## Passage given
--- Start ---

Re: AMBER: pmemd iwrap trouble

From: Carlos Simmerling <carlos.simmerling.gmail.com>
Date: Wed, 27 Aug 2008 09:26:54 -0400

Hi Bob,
thanks for looking into this so thoroughly!
carlos

On Tue, Aug 26, 2008 at 11:17 PM, Robert Duke <rduke.email.unc.edu> wrote:
> Okay gang, I have reviewed the pmemd vs. sander code as it applies to
> wrapping in general, and wrapping the truncated octahedron in particular.
> The code, as I said, is basically derived from code that existed in amber 6
> sander. Since then, there has been 1 bugfix, applied to both sander and
> pmemd. In addition, in sander 6 there was conditionally compiled code that
> opted to use the fortran 90 sign() intrinsic instead of a conditional (foo
> .gt. bar) to determine whether or not to add or subtract a value to
> coordinates in wrapping molecules for the truncated octahedron. Since amber
> 6 the code that uses sign() has become the default for sander but not pmemd.

--- End ---

## Data section
--- Start ---

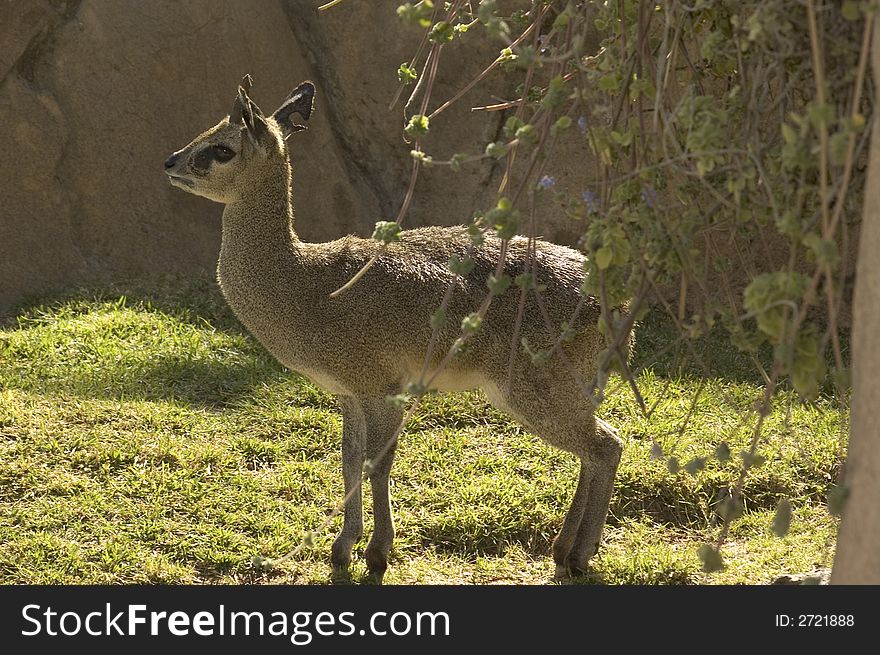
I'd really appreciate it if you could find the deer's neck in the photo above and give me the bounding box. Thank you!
[217,154,300,313]
[220,156,299,263]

--- End ---

## What you should do
According to the message, how many bugfixes have been made to the wrapping code since Amber 6 sander? The data that comes after the message isn't needed here.

## Solution for this problem
One bugfix, applied to both sander and pmemd.